**YOUR ASSIGNMENT:** The answer should contain every entry below, copied exactly.

(INFORMATION SHOWN Opens)

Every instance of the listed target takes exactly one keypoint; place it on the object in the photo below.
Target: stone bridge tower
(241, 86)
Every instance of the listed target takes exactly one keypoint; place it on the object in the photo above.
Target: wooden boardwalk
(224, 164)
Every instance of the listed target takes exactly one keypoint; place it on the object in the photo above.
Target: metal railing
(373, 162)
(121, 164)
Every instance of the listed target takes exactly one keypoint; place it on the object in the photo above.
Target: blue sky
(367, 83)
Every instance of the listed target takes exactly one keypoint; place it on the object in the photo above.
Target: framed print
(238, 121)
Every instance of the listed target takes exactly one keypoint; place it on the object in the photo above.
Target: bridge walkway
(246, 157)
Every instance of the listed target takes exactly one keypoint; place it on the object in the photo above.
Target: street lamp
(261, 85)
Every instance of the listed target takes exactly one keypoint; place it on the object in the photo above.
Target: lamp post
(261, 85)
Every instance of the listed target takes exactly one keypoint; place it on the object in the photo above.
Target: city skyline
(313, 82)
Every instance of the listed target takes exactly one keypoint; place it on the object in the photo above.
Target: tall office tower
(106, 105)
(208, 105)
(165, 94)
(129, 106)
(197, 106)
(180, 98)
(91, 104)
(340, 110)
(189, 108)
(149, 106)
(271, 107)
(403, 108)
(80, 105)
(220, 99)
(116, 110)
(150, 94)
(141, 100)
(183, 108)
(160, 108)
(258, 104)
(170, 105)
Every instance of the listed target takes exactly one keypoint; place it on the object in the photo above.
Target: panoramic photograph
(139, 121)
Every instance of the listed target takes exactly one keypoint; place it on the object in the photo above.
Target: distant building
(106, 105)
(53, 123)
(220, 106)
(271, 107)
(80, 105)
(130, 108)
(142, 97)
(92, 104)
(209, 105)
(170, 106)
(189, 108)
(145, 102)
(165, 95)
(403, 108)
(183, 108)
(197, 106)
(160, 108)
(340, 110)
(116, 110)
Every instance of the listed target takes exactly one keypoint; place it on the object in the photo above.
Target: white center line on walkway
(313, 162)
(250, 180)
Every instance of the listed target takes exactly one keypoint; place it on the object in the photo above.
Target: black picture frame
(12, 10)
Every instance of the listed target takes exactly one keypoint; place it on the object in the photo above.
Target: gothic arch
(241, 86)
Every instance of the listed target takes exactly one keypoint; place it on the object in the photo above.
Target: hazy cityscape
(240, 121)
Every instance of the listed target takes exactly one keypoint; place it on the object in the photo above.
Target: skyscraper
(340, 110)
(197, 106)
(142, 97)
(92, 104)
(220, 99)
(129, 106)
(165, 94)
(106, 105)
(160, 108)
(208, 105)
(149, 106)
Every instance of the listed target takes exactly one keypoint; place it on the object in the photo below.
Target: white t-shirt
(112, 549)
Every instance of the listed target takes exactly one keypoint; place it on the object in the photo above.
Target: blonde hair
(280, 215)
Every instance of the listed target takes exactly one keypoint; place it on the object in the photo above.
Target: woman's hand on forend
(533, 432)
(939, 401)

(INFORMATION SHOWN Closes)

**TASK ANSWER:**
Every instance of the listed target takes exactly one keypoint; place it on the object in the photo below.
Target: stone bridge tower
(241, 86)
Every instance of the listed target takes exactly one keypoint; place it on the object in the photo above.
Target: wooden boardwalk
(224, 164)
Every instance of the listed target takes exactly one keypoint; place it on the object in the photo above.
Target: metal railing
(373, 162)
(121, 164)
Every instance of the listed target takes exactly one keypoint; place it on the object in the photo above.
Target: blue sky
(367, 83)
Every instance of the listed target takes exactly one keypoint; place it on the object in the photo above.
Target: framed print
(238, 121)
Every instance of the listed target takes exactly one keypoint; place it on the object in the photo above.
Target: bridge walkway
(246, 157)
Every instance of the listed target takes exactly one keypoint; place it on the object in the photo above.
Target: street lamp
(261, 85)
Every instance of the listed target takes exactly one keypoint; place it on the object in the photo above.
Target: lamp post
(261, 85)
Every instance of the listed target takes exactly one keypoint; place it on the object in the photo above.
Target: city skyline
(313, 82)
Every instance of the listed target takes exactly one keypoint; place it on the object in the photo above.
Target: tall office tower
(106, 105)
(208, 105)
(165, 94)
(129, 106)
(197, 106)
(180, 98)
(91, 104)
(340, 110)
(189, 108)
(149, 106)
(271, 107)
(403, 108)
(80, 105)
(220, 99)
(116, 110)
(150, 94)
(141, 100)
(183, 108)
(160, 108)
(258, 104)
(170, 105)
Every instance of the listed target takes exactly one keypoint; place it on the object in the photo above.
Target: panoramic photograph
(139, 121)
Every instance of the listed target takes exactly one keypoint; place it on the object in the photo above.
Target: distant building
(106, 105)
(53, 123)
(220, 106)
(271, 107)
(80, 105)
(130, 108)
(142, 97)
(92, 104)
(209, 105)
(170, 106)
(189, 108)
(145, 102)
(165, 95)
(403, 108)
(183, 108)
(197, 106)
(160, 108)
(340, 110)
(116, 110)
Every instance of the listed target takes exactly one keypoint; place it on the object in the photo above.
Target: white center line on walkway
(313, 162)
(250, 180)
Every instance of the listed target takes exactly one keypoint; place it on the object in the photo above.
Target: black picture frame
(12, 10)
Every instance of the listed target takes exactly one keypoint; place it on the object in the photo above.
Target: gothic arch
(241, 86)
Every instance of the listed target takes exactly one keypoint; place it on the object in the photo above.
Target: hazy cityscape
(240, 121)
Every instance of the listed target takes exactly one keypoint; place it on the object in the photo above.
Target: skyscraper
(340, 110)
(197, 106)
(142, 97)
(92, 104)
(220, 99)
(129, 106)
(165, 94)
(106, 105)
(160, 108)
(208, 105)
(149, 106)
Every instance of the listed target takes exactly one keypoint; place it on the object in the photo below.
Target: white t-shirt
(112, 549)
Every instance of the listed target takes exactly one keypoint; place it on the object in the photo above.
Target: blonde hair
(280, 215)
Every instance of the listed target takes exactly one keypoint; place it on the object in the photo above.
Target: woman's hand on forend
(533, 432)
(939, 401)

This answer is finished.